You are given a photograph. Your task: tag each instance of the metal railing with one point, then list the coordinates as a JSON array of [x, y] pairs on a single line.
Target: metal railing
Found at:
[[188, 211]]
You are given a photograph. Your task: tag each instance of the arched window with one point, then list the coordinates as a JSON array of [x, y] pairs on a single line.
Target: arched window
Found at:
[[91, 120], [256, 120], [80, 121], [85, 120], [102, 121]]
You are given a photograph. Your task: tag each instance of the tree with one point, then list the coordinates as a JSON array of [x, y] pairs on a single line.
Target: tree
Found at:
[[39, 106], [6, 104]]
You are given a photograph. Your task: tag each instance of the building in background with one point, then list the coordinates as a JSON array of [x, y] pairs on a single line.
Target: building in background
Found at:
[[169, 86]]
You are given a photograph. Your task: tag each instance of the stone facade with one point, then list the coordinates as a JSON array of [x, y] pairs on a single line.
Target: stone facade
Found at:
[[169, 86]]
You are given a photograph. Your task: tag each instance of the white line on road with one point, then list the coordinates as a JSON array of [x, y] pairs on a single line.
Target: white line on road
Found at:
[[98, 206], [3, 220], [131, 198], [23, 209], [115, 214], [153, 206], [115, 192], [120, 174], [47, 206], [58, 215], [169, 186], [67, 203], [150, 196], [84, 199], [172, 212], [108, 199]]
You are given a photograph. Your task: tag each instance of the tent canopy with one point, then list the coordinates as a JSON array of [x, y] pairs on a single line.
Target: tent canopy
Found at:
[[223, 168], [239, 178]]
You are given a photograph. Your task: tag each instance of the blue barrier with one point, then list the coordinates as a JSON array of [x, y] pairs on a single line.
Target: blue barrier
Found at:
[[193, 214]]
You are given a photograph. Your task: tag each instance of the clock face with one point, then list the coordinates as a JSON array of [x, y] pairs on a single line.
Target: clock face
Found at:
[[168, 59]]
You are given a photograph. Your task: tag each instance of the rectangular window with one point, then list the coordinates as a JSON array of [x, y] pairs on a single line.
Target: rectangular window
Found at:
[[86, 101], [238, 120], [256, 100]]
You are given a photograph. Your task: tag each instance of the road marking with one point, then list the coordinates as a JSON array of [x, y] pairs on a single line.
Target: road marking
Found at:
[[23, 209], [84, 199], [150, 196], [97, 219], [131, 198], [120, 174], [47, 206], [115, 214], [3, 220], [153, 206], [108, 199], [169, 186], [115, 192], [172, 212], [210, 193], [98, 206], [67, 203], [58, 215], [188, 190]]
########
INSTRUCTIONS TO FOLLOW
Update the items from the line with "of the tent" to the line with "[[168, 59]]" by putting "Label" wherever "Target" appears, with nothing else changed.

SOLUTION FOR THIS EXERCISE
You are given a photograph. Your task: tag each instance of the tent canopy with one point, then list the coordinates as a JSON array of [x, y] pairs on a single line.
Label: tent canopy
Found at:
[[223, 168], [239, 178]]
You are given a photograph. Your task: tag each instance of the blue barrier with one point, then list the coordinates as a JSON array of [x, y] pairs on a single line.
Label: blue barrier
Found at:
[[193, 214]]
You are given a photograph. Your task: tag each instance of the clock face with one point, then list the coordinates as a JSON array of [x, y] pairs on a single line.
Label: clock face
Found at:
[[168, 59]]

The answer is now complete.